==== Textauszug
Und wenn die Theater wieder ihre Türen öffnen würden, wer wollte Veranstaltungen besuchen? Wird es eine psychologische Barriere geben? Doch wenn man für sich selbst kein Risiko sieht, oder bereit ist, es einzugehen, besteht in der Folge die Gefahr, anderen schwere Erkrankungen bzw. den Tod zu bringen. Was soll also am Badischen Staatstheater geschehen: Es wird nur noch ausgedünnt mit versetzt angeordneten Zuschauern gespielt, die alle obligatorisch Mundschutz tragen? Ins Große Haus dürfen dann statt 1000 nur noch 200 Besucher, die Zwangsabstand halten müssen, nur jeder fünfte Platz wird besetzt? Oder spielt man vor leeren Rängen und überträgt jede Woche ein oder zwei kostenlose Vorstellungen im Internet? Der Verlust von Unmittelbarkeit betrifft sakrale und profane Kirchen und alle Veranstaltungskultur, streamen wird schnell ermüden, nur Live ist echt.
========
▸ Aufgabe
Schreibe den Textauszug über die Wiedereröffnung der Theater im Anschluss an seinen letzten Satz weiter.
==== Datensätze
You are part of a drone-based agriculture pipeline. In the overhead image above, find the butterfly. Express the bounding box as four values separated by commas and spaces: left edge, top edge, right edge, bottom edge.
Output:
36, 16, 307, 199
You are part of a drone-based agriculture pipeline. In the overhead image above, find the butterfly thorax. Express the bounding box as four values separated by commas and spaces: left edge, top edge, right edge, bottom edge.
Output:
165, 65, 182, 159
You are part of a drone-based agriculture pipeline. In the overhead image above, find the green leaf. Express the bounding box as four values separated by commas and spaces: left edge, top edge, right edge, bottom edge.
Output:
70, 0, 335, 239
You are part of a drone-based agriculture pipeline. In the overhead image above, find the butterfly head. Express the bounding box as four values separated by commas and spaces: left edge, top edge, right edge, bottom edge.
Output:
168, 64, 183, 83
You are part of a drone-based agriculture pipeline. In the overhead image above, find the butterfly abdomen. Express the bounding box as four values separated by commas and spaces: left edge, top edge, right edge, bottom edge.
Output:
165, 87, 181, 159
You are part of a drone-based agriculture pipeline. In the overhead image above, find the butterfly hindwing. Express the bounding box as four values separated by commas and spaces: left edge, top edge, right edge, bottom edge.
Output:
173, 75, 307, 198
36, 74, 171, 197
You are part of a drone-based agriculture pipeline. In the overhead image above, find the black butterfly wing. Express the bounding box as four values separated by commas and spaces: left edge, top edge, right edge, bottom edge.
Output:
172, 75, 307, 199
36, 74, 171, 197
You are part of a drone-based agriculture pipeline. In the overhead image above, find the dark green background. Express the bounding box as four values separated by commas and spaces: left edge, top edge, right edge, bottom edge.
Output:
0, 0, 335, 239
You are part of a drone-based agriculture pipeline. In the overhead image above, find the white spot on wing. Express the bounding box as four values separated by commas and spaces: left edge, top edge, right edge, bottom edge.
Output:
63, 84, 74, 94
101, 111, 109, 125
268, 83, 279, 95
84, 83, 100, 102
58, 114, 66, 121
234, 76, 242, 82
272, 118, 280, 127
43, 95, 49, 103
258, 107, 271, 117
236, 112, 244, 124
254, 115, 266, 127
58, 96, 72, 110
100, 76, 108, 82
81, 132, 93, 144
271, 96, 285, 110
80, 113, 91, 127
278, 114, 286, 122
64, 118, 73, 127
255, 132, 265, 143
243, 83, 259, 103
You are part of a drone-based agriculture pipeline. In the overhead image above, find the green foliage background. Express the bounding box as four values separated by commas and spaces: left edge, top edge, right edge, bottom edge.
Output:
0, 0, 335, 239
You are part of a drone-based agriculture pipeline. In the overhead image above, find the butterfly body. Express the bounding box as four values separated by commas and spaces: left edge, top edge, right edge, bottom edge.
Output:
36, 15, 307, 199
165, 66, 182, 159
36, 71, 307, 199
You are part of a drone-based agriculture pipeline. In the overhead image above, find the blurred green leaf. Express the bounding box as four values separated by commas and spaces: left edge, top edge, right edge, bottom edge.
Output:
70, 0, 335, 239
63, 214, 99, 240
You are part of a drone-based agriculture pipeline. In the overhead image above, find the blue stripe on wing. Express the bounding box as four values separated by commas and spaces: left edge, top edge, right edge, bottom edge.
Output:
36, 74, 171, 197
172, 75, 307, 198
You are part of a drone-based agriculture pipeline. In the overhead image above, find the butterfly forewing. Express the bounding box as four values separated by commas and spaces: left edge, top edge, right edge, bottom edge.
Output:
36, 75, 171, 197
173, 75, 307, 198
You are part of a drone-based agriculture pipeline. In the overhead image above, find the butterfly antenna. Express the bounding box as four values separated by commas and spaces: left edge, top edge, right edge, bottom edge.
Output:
========
▸ Ergebnis
Und wie geht man mit den Einnahmeausfällen um? Man kann Zuschauern mit Abonnements nicht endlos Gutscheine für abgesagte Vorstellungen geben. Irgendwann muß man Ihnen das Geld zurücküberweisen, wenn man nicht die Abo-Kündigungen vorantreiben will. Was sollen Stammbesucher mit den vielen Gutscheinen anfangen?  Der bereits kursierende Spielplan für 2020/21 läßt kaum Freude aufkommen. Intendant Spuhler und sein unverhohlen ideologisches Neo-Spießertum mit erhobenem Zeigefinger verhunzt jede Originalität und Freude im Theater. Den Zuschauern bleibt nur die Option, ihre Abos zu kündigen oder Geld zu verschenken. Doch dafür sind steuerfinanzierte Staatstheater die falsche Adresse, es gibt bedürftigere Ziele.
   
Die freischaffenden Künstler sind die Verlierer der Krise, insbesondere die Spitzenkräfte, die sich bisher selbständig Aufträge verschafften, könnten nach dem aktuellen Ausfallverlust nun zurück in relativ gesehen sichere Festanstellungen an die Staatstheater drängen und das dortige Mittelmaß verdrängen. Das Bessere ist der Feind des Guten. Davon wird aber kaum Karlsruhe profitieren, denn die hiesige Intendanz agiert anders: Das opportun Korrekte, das ideologisch Bornierte und das spießige Mittelmäßige sind hier der Feind des Besseren.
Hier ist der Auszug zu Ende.